▶ _COMPLETE THE FOLLOWING_:
- a) In the thesis abstract, what did the determined structure of wild-type VapCPAE2754 contain in its active site?
- b) Why, according to the thesis abstract, was a fluorometric kinetic assay designed?

▶ _GIVEN TEXT_:
▼
Mechanism of RNase cleavage by VapC from Pyrobaculum aerophilum
Duyvestyn, J. M. (2012). Mechanism of RNase cleavage by VapC from Pyrobaculum aerophilum (Thesis, Master of Science (MSc)). University of Waikato, Hamilton, New Zealand. Retrieved from https://hdl.handle.net/10289/6474
Permanent Research Commons link: https://hdl.handle.net/10289/6474
Proteins belonging to the PIN-domain family are widespread across bacteria, archaea and eukaryotes. PIN-domain structures are well characterised and contain three highly conserved acidic residues that are orientated to form the active site of the enzyme. VapC is the toxic component of a toxin-antitoxin (TA) complex, and contains a PIN-domain. The VapBC TAs are the largest TA family, and are found in expanded copy numbers in a variety of unrelated organism including the human pathogen Mycobacterium tuberculosis. It is proposed that TAs play a role in metabolic regulation, under conditions of stress. VapCs are metal dependent endoribonucleases that target specific sequences in single stranded RNA and inhibit translation by degrading mRNA transcripts. The mechanism by which VapC cleaves RNA and achieves this specificity is unknown. In this thesis, VapC 2754 from Pyrobaculum aerophilum (VapCPAE2754) is analysed, and a mechanism for catalysis of RNA cleavage by PIN-domains is proposed. Mutations were made to conserved residues in the putative active site to test the hypothesized mechanism. A fluorometric kinetic assay was designed to allow differences in activity to be accurately determined, so that conclusions about the effect of the mutations could be drawn. Mutations made to the conserved acidic amino acids eliminated RNase activity, confirming that these residues are essential to catalysis. A structure for the wild-type VapCPAE2754 was determined, containing cadmium ions and an acetate bound into the active site. Knowledge of the enzymatic mechanism of PIN domains will enable a greater understanding of this important protein family, and serve as the basis for future drug design by transition state analogue inhibiters. This is especially important in VapC enzymes due to their proposed role in the pathology of M. tuberculosis.
▲
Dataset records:
▼
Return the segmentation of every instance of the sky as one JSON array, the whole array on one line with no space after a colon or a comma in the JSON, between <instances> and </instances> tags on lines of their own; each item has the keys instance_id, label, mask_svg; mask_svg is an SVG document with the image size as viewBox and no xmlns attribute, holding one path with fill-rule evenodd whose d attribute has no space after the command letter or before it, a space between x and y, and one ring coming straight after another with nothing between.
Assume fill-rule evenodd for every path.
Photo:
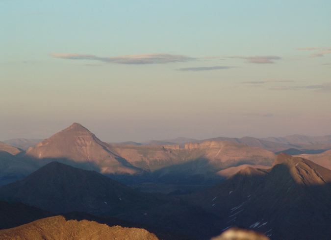
<instances>
[{"instance_id":1,"label":"sky","mask_svg":"<svg viewBox=\"0 0 331 240\"><path fill-rule=\"evenodd\" d=\"M331 1L0 0L0 141L331 134Z\"/></svg>"}]
</instances>

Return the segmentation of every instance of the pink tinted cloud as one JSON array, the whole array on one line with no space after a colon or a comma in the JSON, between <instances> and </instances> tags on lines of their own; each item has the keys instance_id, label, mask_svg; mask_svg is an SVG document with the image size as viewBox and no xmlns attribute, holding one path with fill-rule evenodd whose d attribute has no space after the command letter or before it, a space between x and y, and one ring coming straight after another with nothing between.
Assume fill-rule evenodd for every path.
▲
▶ _ANSWERS IN ORDER_:
- a) Cadmium ions and an acetate.

- b) It let differences in activity be determined accurately. That allowed conclusions to be drawn about the effect of the mutations made to conserved residues in the putative active site.